[BEGIN Dataset excerpts]

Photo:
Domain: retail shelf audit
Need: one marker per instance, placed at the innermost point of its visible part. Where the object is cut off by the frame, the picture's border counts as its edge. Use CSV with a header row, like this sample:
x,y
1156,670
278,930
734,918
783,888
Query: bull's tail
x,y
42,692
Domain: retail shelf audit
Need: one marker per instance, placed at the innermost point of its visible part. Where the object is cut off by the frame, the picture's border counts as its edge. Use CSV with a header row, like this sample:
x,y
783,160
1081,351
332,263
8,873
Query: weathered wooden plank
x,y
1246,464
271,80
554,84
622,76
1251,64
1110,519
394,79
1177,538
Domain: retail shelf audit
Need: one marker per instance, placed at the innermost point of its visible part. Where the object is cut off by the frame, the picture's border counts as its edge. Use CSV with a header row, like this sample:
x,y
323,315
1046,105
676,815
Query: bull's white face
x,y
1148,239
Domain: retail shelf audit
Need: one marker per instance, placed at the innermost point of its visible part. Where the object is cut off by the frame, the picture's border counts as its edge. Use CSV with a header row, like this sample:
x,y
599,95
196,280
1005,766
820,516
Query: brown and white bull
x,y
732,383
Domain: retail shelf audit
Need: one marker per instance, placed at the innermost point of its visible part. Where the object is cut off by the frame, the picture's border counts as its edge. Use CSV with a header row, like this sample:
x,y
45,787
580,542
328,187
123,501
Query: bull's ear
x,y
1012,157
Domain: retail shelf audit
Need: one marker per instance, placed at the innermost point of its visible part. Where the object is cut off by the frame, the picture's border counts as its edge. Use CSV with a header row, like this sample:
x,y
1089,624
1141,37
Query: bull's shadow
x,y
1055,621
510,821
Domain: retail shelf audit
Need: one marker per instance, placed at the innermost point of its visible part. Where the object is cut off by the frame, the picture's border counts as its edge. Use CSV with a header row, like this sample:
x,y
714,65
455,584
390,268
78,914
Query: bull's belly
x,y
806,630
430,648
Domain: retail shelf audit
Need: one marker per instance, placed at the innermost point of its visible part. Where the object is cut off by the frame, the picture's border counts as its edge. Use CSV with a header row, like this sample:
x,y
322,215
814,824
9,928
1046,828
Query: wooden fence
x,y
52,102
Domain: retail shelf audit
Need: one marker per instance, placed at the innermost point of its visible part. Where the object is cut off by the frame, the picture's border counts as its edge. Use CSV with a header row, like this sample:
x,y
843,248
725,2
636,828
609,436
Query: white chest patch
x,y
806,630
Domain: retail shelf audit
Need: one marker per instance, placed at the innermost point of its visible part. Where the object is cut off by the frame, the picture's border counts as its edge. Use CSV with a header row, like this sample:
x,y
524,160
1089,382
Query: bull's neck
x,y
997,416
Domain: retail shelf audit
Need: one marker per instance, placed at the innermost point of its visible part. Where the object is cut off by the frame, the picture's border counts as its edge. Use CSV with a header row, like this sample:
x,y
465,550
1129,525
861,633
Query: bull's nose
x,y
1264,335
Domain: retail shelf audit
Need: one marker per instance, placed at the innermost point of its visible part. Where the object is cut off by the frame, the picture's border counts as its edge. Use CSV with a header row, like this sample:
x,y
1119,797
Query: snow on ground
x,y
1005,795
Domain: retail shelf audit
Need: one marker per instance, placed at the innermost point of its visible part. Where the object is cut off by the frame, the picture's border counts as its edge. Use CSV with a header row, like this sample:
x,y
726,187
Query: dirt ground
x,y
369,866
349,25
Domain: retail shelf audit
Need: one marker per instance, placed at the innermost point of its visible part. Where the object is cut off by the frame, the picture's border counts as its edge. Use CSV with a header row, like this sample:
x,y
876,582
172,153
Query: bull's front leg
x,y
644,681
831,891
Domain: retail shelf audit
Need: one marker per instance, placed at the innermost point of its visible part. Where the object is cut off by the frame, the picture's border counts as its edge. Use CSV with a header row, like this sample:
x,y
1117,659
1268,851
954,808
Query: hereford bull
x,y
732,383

[END Dataset excerpts]

What to do. Reproduce the entries above exactly.

Solution.
Photo:
Domain: retail shelf audit
Need: one marker per instance, placed at the innermost point of its visible part. Where the object is cut off by the frame, the picture's border counts as its edge. Use CSV with a header row, like this sample:
x,y
1156,670
278,930
734,918
783,888
Query: bull's tail
x,y
42,692
Domain: retail shelf audit
Need: one marker per instance, placed at the innermost point of its visible part. Where the object is cut off by the frame, the picture's border counts as its edge. Use CSV with a header row, like this sample:
x,y
783,160
1081,351
332,263
8,873
Query: weathered wooden plank
x,y
1246,464
271,80
554,84
622,76
1251,64
1110,519
394,79
1177,538
Domain: retail shelf audit
Need: one marker per instance, placed at the innermost point of its visible part. Where the object is cut off by the frame, the picture's border counts as its edge. Use CSV with a header row, like this sample:
x,y
323,315
1046,105
676,815
Query: bull's white face
x,y
1148,239
Domain: retail shelf audit
Need: one marker per instance, placed at the innermost point of its visible part. Where the object is cut off by the frame, the picture's border counts as its edge. Use CSV with a header row, like this sample:
x,y
599,95
196,280
1005,766
820,516
Query: brown and white bull
x,y
732,383
Domain: retail shelf audit
Need: one marker per instance, placed at the innermost point of its visible part. Where the object is cut off by the frame, the picture's border counts as its edge. Use CSV with a header row, like this sample:
x,y
45,787
580,542
328,187
123,501
Query: bull's ear
x,y
1012,157
Domain: retail shelf audit
Need: one marker per instance, placed at the innermost point of its visible part. Where the object is cut off by the frame, the picture's border counts as its edge. Use CSV with a header row, like this sample:
x,y
1089,624
1141,37
Query: bull's shadow
x,y
1055,621
510,821
Domain: retail shelf audit
Need: one marker per instance, placed at the innermost point of its visible part. Where the object is cut off by the frame, the picture's border counts as its edge. Use CSV with a header row, like this sample:
x,y
714,65
455,584
390,268
78,914
Query: bull's belly
x,y
806,630
430,648
Domain: retail shelf audit
Need: one marker per instance, placed at the innermost point of its visible part. Where the object is cut off by the frame, the picture's border counts as its edge. Use CSV with a header row, like this sample:
x,y
322,215
814,824
9,928
1046,828
Query: wooden fence
x,y
52,102
Domain: retail shelf audit
Need: one marker per instance, placed at the innermost point of its visible part. Where the object is cut off by the frame, the picture's border counts as its edge. Use CSV with a header row, like this sample:
x,y
843,248
725,2
636,828
609,436
Query: white chest patch
x,y
806,630
Domain: retail shelf audit
Need: one marker per instance, placed at the innermost point of its visible part. Where the object is cut off by the frame, the picture's border counts as its edge. Use CSV with a header row, like this sample:
x,y
524,160
1089,382
Query: bull's neck
x,y
997,416
Domain: retail shelf audit
Need: one marker per instance, placed at the innermost point of its visible part. Where the object is cut off by the frame, the picture's border counts as its edge. Use CSV with a header row, like this sample:
x,y
465,550
1129,525
861,633
Query: bull's nose
x,y
1264,335
Domain: retail shelf audit
Need: one marker per instance, placed at the innermost point of its visible part. Where the object is cut off by the frame, the picture's border counts as its edge. Use CSV with a header row, like this sample:
x,y
1119,797
Query: snow on ground
x,y
1005,795
Domain: retail shelf audit
Need: one marker per instance, placed at the innermost point of its visible part. Where the object is cut off by the frame, the picture's border counts as its edge. Use CSV with a header row, like this sample:
x,y
726,187
Query: dirt ground
x,y
369,866
349,25
Domain: retail shelf audit
Need: one marker per instance, placed at the innermost point of its visible part. Where the object is cut off by the frame, the picture's border counts as its edge. Use CSV with a header row, like this sample:
x,y
876,582
172,153
Query: bull's front leg
x,y
644,681
831,891
Domain: retail shelf audit
Need: one marker per instance, placed at the innermost point of its visible part. Where the object is cut off by the frame, the picture's border counts as its edge. Use CSV with a header row, like this sample:
x,y
1117,659
1268,851
954,808
Query: hereford bull
x,y
732,383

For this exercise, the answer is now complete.